The records below are to be transcribed exactly, with the pictures removed.

** Opening Provided records block **

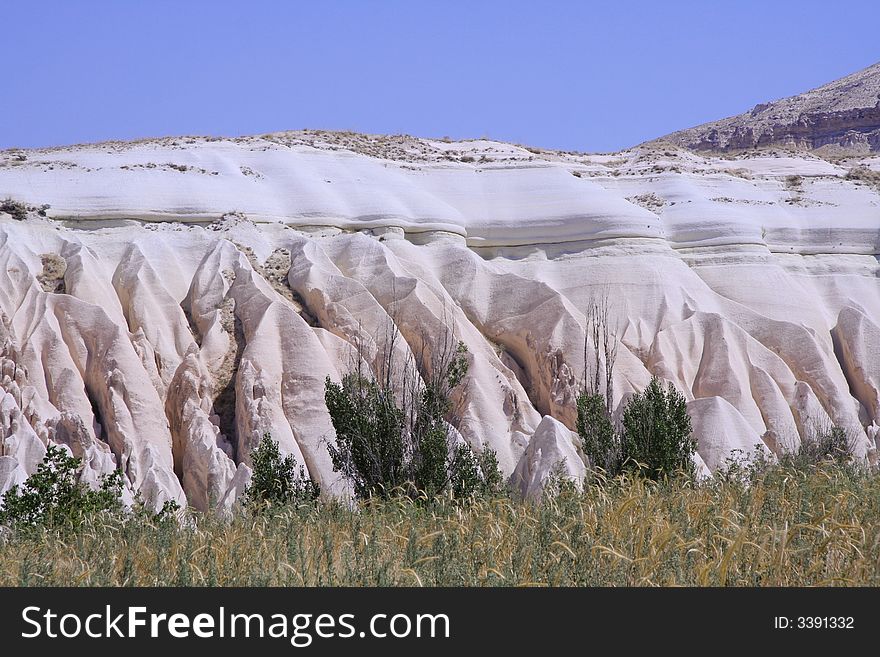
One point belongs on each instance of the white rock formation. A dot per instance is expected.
(183, 297)
(551, 453)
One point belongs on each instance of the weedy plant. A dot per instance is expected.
(276, 482)
(395, 430)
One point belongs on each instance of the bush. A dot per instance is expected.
(825, 444)
(15, 209)
(53, 496)
(275, 481)
(657, 438)
(599, 440)
(392, 434)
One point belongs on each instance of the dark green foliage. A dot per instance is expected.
(390, 438)
(14, 209)
(822, 444)
(657, 435)
(369, 449)
(476, 475)
(600, 442)
(275, 481)
(54, 496)
(655, 440)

** Closing Provided records block **

Answer to this problem:
One point belongs on each instance of the white rock formation. A dot per instance is expected.
(183, 297)
(551, 453)
One point belongs on each instance of the weedy plant. A dot per instance is expected.
(276, 482)
(395, 430)
One point belongs on each instance of the bush. A dot per instance is expected.
(825, 444)
(15, 209)
(53, 496)
(275, 481)
(657, 438)
(599, 440)
(392, 434)
One point belongs on each instance of the dark green foliage. A dot per instance is expected.
(390, 438)
(14, 209)
(822, 444)
(657, 435)
(369, 449)
(476, 475)
(600, 442)
(275, 481)
(54, 496)
(655, 440)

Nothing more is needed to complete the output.